About this task: If a line includes "door", copy it out of the entries.

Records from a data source
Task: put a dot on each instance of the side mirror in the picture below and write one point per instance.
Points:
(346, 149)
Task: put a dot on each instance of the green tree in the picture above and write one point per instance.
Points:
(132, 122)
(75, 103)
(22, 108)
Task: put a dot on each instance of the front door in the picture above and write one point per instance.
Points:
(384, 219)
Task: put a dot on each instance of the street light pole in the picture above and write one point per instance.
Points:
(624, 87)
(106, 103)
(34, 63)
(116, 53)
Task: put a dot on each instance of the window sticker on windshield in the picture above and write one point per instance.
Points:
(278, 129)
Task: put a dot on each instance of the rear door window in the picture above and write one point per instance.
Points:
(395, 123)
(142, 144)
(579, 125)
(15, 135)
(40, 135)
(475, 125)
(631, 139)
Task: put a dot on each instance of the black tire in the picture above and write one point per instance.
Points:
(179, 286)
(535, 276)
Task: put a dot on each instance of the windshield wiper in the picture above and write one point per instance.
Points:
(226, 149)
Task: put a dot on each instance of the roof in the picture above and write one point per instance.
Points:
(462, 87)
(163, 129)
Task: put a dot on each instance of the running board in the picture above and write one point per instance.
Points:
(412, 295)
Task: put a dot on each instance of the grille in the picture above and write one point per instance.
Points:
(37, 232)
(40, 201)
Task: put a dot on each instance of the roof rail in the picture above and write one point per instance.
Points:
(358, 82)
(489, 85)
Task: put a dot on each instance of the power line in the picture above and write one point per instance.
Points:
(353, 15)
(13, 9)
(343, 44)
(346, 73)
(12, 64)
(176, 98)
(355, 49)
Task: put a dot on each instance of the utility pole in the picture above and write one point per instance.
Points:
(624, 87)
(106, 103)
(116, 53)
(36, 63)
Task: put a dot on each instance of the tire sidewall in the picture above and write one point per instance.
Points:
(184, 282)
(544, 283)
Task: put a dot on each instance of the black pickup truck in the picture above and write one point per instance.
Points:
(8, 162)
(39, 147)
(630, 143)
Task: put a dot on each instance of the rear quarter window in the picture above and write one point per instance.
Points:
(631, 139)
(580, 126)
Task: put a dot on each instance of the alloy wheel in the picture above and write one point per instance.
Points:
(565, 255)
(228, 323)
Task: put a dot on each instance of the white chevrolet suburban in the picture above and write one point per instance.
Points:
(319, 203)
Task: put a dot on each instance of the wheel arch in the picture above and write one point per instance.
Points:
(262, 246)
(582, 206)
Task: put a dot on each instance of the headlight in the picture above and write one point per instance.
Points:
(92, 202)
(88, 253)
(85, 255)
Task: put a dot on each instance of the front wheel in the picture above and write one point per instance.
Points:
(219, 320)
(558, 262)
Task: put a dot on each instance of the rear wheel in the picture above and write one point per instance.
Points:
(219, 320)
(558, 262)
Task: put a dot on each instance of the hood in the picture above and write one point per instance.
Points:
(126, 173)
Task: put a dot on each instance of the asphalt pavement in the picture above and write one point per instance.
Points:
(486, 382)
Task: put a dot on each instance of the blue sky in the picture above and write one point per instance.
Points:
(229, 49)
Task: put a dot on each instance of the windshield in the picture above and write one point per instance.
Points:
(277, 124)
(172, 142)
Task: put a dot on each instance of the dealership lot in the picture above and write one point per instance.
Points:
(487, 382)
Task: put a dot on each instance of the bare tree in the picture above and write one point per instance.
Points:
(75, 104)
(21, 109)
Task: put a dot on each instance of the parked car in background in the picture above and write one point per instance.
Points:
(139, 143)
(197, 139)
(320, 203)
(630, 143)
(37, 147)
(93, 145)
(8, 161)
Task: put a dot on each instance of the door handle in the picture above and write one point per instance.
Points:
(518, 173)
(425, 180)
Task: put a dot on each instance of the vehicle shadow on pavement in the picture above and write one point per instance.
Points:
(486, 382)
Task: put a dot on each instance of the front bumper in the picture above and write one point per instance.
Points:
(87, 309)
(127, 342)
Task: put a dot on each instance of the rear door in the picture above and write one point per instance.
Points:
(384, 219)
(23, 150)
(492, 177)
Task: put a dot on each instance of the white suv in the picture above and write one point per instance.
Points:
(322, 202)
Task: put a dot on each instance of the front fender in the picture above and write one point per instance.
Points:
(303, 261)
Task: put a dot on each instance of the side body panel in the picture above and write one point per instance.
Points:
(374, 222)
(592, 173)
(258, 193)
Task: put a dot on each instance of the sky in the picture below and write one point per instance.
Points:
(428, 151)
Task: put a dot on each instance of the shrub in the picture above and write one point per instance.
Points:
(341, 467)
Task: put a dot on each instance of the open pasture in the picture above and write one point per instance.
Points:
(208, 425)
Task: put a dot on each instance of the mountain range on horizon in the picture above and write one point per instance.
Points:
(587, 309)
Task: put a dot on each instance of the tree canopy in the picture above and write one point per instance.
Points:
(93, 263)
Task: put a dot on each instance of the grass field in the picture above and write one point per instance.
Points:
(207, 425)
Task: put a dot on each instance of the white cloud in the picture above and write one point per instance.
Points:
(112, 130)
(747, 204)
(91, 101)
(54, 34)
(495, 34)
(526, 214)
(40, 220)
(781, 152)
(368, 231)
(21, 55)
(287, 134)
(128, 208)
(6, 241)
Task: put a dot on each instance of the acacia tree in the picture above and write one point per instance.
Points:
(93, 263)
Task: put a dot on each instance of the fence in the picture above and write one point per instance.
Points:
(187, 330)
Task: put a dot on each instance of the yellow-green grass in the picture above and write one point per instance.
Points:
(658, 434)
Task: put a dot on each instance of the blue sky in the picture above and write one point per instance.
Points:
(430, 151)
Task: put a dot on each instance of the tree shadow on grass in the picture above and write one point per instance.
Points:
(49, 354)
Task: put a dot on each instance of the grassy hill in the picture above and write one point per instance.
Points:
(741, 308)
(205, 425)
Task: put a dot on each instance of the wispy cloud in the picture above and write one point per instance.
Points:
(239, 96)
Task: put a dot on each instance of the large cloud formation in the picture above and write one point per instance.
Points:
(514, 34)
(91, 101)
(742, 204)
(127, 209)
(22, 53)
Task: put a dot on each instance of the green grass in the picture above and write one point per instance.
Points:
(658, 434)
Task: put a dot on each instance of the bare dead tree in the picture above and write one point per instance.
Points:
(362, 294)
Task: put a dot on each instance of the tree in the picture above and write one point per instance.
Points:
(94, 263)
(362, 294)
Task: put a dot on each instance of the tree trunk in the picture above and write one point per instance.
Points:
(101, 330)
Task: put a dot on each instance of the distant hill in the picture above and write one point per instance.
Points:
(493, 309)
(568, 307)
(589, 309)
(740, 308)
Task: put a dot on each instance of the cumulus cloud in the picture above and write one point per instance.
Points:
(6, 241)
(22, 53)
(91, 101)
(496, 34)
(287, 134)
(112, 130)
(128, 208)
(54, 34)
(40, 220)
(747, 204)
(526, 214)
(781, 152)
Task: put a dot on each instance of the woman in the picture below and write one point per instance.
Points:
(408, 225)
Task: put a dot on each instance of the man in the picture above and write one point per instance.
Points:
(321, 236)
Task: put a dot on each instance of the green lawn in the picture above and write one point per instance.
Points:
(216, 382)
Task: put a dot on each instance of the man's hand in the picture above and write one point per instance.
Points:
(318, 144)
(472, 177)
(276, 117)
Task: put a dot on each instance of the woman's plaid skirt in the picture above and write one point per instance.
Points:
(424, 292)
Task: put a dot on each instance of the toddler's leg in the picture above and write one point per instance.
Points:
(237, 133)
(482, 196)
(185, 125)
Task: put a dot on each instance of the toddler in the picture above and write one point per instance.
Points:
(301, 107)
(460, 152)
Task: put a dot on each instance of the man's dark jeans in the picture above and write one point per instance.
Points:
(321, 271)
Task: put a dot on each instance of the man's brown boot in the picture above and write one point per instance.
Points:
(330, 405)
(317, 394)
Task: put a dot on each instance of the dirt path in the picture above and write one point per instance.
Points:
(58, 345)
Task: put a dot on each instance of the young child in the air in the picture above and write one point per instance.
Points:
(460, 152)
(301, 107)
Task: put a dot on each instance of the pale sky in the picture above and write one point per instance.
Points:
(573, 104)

Result of the task:
Task: put a dot on each instance of the front door in the picture above and write one point per instance.
Task: put a dot on each instance of the rear door window in the picture above and write one point per instance.
Task: put a dot on each instance of the door handle in the picture above and write one point per instance.
Task: put a dot on each instance of the rear door in the picture above and write one point per instance.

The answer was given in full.